> **Task requirements**:
1. Set down the stretch from "The specific patterns" through "and processing [20-24]." in the tea flavonol passage below, word for word.
2. Resume the tea flavonol passage below, picking up after its last sentence.

Among beverage type accessions, the highest quercetin contents were reported in the exotic accessions: PBGT41 (3.23 mg g−1), followed by PBGT73, China, PBGT70, and PBGT12 whereas TRI1114 showed the lowest content (0.36 mg g−1). The highest kaempferol contents were observed in the exotic accessions PBGT61 (2.21 mg g−1) followed by PBGT68, PBGT48, PBGT49, and PBGT70. Among the 9 exotic accessions examined, PBGT41 reported the highest myricetin content (1.63 mg g−1) followed by PBGT49, PBGT68, PBGT70, and PBGT61 and INTRI6 recorded the lowest content (0.33 mg g−1).

Conversely, myricetin was available in trace amounts recorded in the nonbeverage type accessions except Camellia sasanqua (0.37 mg g−1) and Camellia rosaflora (0.20 mg g−1). Highest kaempferol contents were observed in Camellia japonica donkelarri and Camellia japonica Red. Camellia rosaflora has reported the highest quercetin content (3.44 mg g−1) when considering the entire germplasm, which is higher than that of the beverage type exotic cultivar PBGT41. This special characteristic can be utilized in future germplasm studies.

The specific patterns of flavonol occurrence in plant species vary based on their synthesis and distribution in the plant organism [19]. In addition to intrinsic factors, flavonol content is strongly influenced by extrinsic factors such as variations in plant type and growth, season, climate, degree of maturity, preparation, and processing [20-24].

Several studies report varying content of flavonol in teas [1, 25, 26]. This is possibly due to the difference in tea samples used (fresh tea leaves or processed tea) and analytical methods utilized, resulting in different extraction efficiencies. According to Finger et al. [27], flavonol glycosides are not affected by polyphenol oxidase and varying content in different tea types can be due to difference in tea varieties, geographic location, or agricultural conditions.

3.2. Health Aspects of Tea Flavonols

The increasing knowledge on functional ingredients in food provides new opportunities for plant sciences to produce crops with higher amounts of selected health-promoting phytochemicals using crop husbandry techniques, plant breeding techniques, and genetic engineering [28]. Recent studies suggest that higher intakes of flavonoids from food are associated with reduced risk of degenerative diseases including cancer and heart disease [29, 30].

> **Recorded data**:
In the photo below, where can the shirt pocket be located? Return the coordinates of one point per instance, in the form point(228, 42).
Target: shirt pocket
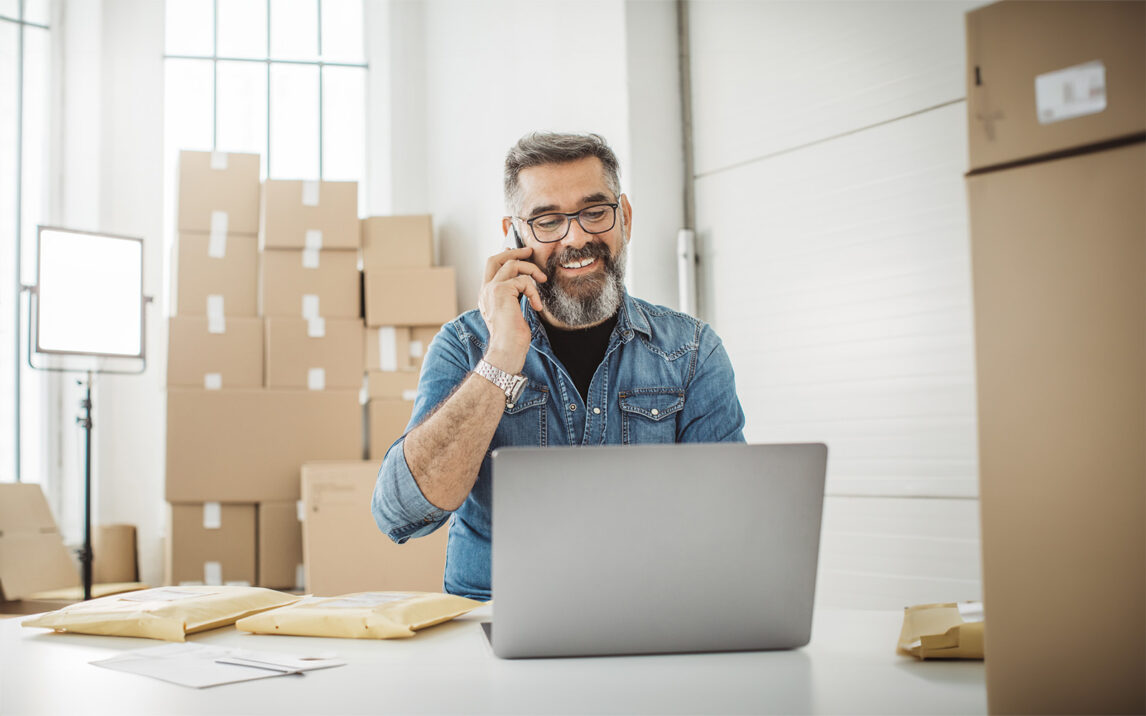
point(524, 422)
point(650, 415)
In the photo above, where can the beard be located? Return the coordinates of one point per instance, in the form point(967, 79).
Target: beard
point(585, 300)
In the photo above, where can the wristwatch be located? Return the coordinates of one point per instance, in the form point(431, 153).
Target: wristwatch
point(510, 384)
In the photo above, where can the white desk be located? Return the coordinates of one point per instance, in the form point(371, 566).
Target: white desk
point(850, 667)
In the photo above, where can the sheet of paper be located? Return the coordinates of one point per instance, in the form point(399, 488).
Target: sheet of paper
point(199, 666)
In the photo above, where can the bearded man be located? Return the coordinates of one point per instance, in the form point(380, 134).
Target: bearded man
point(556, 354)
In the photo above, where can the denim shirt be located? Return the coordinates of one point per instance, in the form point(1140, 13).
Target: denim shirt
point(665, 378)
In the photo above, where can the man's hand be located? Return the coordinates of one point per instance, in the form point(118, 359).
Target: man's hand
point(509, 275)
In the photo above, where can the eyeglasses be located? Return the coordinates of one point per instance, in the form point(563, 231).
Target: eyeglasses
point(549, 228)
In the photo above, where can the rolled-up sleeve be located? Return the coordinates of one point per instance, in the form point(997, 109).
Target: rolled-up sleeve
point(400, 509)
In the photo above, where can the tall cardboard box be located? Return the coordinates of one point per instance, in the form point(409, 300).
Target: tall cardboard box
point(216, 275)
point(410, 296)
point(344, 550)
point(211, 543)
point(309, 214)
point(218, 193)
point(280, 544)
point(219, 353)
point(323, 354)
point(1059, 268)
point(397, 242)
point(305, 284)
point(249, 445)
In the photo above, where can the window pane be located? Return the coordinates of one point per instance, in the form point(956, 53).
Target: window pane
point(295, 29)
point(293, 122)
point(342, 31)
point(190, 28)
point(8, 289)
point(242, 122)
point(243, 29)
point(343, 124)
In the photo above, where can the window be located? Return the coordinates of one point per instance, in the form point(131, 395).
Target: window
point(24, 120)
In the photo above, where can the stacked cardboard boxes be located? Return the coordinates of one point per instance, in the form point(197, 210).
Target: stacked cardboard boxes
point(1057, 122)
point(407, 300)
point(266, 298)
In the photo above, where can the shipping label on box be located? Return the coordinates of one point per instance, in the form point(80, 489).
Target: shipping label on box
point(213, 354)
point(280, 545)
point(336, 502)
point(314, 354)
point(216, 275)
point(211, 543)
point(219, 193)
point(410, 297)
point(397, 242)
point(315, 215)
point(248, 445)
point(387, 419)
point(290, 284)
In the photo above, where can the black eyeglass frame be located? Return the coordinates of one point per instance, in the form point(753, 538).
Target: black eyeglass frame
point(570, 217)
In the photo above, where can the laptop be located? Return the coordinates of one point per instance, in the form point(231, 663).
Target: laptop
point(654, 549)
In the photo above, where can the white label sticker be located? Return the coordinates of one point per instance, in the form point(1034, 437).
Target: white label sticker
point(217, 244)
point(309, 305)
point(387, 348)
point(212, 573)
point(309, 194)
point(212, 516)
point(1069, 93)
point(316, 379)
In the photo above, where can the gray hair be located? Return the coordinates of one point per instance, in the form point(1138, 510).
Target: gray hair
point(539, 148)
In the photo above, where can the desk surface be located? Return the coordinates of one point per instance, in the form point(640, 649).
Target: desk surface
point(850, 667)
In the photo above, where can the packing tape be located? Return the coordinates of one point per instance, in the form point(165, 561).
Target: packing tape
point(217, 321)
point(217, 243)
point(311, 306)
point(309, 194)
point(387, 347)
point(316, 379)
point(212, 516)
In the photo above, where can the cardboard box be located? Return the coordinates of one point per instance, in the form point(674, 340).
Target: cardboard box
point(211, 543)
point(395, 385)
point(32, 553)
point(323, 354)
point(398, 347)
point(1033, 86)
point(291, 285)
point(280, 544)
point(397, 242)
point(248, 445)
point(386, 418)
point(198, 358)
point(309, 214)
point(343, 548)
point(221, 275)
point(218, 191)
point(410, 297)
point(115, 555)
point(1059, 266)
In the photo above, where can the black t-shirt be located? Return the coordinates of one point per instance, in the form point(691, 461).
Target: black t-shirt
point(581, 351)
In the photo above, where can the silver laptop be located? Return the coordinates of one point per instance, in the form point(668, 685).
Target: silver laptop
point(653, 549)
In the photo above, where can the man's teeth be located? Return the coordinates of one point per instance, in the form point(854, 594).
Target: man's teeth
point(580, 264)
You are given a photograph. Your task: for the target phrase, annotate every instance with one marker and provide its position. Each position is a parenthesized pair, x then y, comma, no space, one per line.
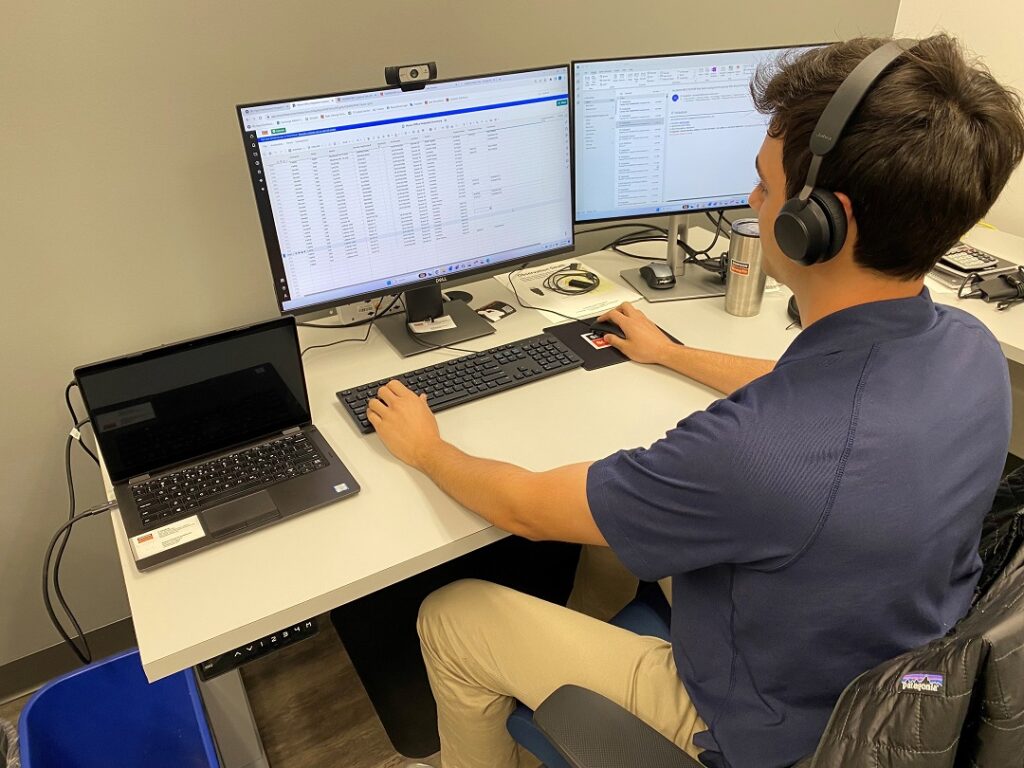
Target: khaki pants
(485,645)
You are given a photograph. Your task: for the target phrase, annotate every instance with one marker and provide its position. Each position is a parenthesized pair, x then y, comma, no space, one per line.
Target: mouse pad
(590,346)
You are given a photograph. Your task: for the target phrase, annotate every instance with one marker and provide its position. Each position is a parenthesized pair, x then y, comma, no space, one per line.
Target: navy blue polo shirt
(821,519)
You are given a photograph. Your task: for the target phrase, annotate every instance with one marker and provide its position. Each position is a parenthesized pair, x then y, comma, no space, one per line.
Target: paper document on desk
(532,294)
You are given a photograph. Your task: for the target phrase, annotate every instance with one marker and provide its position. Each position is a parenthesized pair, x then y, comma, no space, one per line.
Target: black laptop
(210,438)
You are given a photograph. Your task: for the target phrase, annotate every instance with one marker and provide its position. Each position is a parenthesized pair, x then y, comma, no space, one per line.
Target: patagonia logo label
(923,682)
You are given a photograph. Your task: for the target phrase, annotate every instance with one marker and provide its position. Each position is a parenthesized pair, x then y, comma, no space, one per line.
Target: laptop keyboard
(223,478)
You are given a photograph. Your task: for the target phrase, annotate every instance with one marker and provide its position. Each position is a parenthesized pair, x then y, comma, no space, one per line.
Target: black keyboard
(219,479)
(472,377)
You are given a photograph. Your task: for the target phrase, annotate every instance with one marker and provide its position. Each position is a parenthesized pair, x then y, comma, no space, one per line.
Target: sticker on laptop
(595,339)
(167,537)
(933,683)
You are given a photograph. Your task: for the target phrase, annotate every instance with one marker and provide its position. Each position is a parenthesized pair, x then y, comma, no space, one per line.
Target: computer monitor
(369,194)
(667,134)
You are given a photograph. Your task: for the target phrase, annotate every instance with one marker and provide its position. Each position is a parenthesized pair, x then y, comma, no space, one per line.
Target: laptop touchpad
(237,515)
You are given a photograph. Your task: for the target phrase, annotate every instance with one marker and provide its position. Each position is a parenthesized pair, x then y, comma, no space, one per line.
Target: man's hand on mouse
(404,423)
(644,341)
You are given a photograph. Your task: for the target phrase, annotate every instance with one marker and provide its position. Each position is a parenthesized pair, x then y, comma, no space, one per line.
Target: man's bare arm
(536,505)
(645,342)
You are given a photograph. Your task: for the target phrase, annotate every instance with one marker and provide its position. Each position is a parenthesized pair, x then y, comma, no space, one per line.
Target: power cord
(369,323)
(62,536)
(74,420)
(364,322)
(85,653)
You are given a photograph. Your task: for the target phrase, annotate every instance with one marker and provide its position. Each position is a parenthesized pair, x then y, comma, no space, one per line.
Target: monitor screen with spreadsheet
(666,134)
(374,193)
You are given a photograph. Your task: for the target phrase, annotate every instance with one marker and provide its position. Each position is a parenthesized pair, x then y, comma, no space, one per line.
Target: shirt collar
(862,326)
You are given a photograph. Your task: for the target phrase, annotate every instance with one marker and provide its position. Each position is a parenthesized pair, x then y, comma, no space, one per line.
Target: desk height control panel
(256,649)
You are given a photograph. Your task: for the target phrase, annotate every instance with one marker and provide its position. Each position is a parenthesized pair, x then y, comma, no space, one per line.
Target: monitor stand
(425,303)
(692,283)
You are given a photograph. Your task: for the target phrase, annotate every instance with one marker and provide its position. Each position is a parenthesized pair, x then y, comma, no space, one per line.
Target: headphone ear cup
(836,216)
(802,230)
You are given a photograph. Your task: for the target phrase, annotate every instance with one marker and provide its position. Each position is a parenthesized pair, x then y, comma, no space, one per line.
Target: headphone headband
(845,100)
(811,227)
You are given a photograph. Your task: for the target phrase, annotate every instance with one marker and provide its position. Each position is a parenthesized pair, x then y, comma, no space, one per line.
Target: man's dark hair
(922,159)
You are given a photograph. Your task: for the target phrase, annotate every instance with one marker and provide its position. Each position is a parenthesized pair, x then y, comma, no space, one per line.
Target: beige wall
(127,215)
(992,31)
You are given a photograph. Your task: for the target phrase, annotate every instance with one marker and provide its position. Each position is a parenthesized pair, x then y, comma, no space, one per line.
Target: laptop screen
(187,400)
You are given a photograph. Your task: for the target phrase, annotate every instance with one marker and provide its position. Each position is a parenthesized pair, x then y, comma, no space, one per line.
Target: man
(820,519)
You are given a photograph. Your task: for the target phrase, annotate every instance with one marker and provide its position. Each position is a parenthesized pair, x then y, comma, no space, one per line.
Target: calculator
(969,259)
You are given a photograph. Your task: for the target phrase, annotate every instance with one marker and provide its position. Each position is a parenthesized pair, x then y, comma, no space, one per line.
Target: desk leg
(231,722)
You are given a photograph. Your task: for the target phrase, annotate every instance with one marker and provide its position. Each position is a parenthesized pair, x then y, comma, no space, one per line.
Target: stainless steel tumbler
(745,284)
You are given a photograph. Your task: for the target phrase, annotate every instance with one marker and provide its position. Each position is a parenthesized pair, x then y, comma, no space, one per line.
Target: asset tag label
(167,537)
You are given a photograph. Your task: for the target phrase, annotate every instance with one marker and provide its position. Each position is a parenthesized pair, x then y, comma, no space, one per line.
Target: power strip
(364,310)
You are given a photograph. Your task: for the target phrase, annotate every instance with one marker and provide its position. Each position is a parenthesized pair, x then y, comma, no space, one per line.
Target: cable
(84,655)
(619,226)
(432,345)
(571,280)
(75,421)
(721,218)
(369,323)
(363,322)
(74,416)
(543,309)
(1015,282)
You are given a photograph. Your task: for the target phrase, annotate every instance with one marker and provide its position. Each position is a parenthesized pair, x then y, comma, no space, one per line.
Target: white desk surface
(400,524)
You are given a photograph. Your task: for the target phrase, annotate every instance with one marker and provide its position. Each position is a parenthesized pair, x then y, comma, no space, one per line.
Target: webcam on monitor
(411,77)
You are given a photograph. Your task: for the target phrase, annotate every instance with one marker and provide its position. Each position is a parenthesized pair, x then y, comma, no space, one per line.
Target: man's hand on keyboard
(403,423)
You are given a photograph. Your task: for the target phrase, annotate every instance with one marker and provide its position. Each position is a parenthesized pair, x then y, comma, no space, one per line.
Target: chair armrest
(591,731)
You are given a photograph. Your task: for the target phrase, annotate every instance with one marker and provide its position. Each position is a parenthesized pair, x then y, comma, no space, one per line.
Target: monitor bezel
(606,59)
(270,233)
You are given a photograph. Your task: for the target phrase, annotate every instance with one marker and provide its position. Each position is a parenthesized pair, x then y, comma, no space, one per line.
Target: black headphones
(811,227)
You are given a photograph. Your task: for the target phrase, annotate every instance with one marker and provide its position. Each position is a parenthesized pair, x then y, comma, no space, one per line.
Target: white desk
(400,524)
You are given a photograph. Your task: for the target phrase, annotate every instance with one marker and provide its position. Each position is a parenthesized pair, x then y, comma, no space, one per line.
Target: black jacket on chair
(955,701)
(974,716)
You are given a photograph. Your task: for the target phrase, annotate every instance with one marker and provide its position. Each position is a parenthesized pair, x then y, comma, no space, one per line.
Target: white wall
(993,30)
(126,211)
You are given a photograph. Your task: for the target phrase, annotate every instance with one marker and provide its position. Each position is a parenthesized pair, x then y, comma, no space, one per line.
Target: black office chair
(979,720)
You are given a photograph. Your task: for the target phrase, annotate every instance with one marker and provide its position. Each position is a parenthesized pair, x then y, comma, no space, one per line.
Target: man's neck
(822,295)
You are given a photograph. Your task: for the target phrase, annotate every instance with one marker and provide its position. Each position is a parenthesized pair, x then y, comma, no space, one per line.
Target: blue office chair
(647,614)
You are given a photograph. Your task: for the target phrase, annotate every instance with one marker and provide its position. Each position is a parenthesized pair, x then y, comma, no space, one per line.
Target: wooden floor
(310,709)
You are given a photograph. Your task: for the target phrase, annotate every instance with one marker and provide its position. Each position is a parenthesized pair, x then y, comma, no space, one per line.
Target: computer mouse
(657,274)
(606,328)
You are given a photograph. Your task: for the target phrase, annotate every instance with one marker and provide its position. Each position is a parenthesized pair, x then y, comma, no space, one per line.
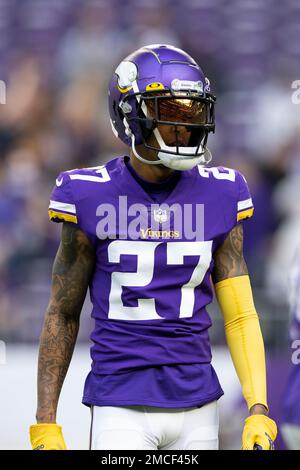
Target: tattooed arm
(71,273)
(242,329)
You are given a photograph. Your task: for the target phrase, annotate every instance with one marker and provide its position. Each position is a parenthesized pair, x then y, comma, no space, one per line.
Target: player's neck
(152,173)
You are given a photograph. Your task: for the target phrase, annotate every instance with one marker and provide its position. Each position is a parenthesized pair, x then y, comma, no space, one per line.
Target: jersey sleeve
(245,206)
(62,206)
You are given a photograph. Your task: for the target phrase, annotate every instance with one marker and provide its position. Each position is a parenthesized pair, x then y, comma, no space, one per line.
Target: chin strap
(144,160)
(176,162)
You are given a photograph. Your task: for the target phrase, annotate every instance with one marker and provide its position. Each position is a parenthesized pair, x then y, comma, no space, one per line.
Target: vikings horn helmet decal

> **Per-task answers**:
1.
The specific patterns of flavonol occurrence in plant species vary based on their synthesis and distribution in the plant organism [19]. In addition to intrinsic factors, flavonol content is strongly influenced by extrinsic factors such as variations in plant type and growth, season, climate, degree of maturity, preparation, and processing [20-24].

2.
The three flavonols, that is, myricetin, quercetin, and kaempferol, quantified in this study have also been extensively investigated for their health benefits. Flavonols naturally occur as either glycosides (with attached glycosyl groups) or aglycones. However, dietary intake of the above flavonols is mainly in the glycoside form. During digestion and absorption sugar moieties can be released from the glycosides. Digestive tract microbiota could also assist in the digestion and the absorption process of the flavonols. Following absorption several organs contribute to flavonol metabolism including the liver, giving rise to glucuronidated, methylated, and sulfated forms of flavonols which are found in the plasma. Further, free flavonols (aglycone) are also found in the plasma. These circulating flavonols and their metabolites have diverse biological activities [31].

Several mechanisms of actions such as antioxidant activity, anti-inflammatory activity, and modulation of signaling pathways are responsible for the beneficial effects of flavonols [32].

Prolonged oxidative stress could lead to several degenerative diseases including cardiovascular disease. Ability of hydrogen radical donation from the phenolic group and the presence of an unpaired electron in the aromatic ring make the flavonols strong antioxidants in vivo, thus scavenging the reactive oxygen species and other free radicals. Ability to chelate metal ions also reduces the production of harmful oxidant species in vivo [33]. Flavonols could contribute to the antioxidant properties through the protection or improvement of endogenous antioxidants especially by stimulating glutathione-S-transferase (GST), an enzyme that protects cells from the damage caused by free radicals [34].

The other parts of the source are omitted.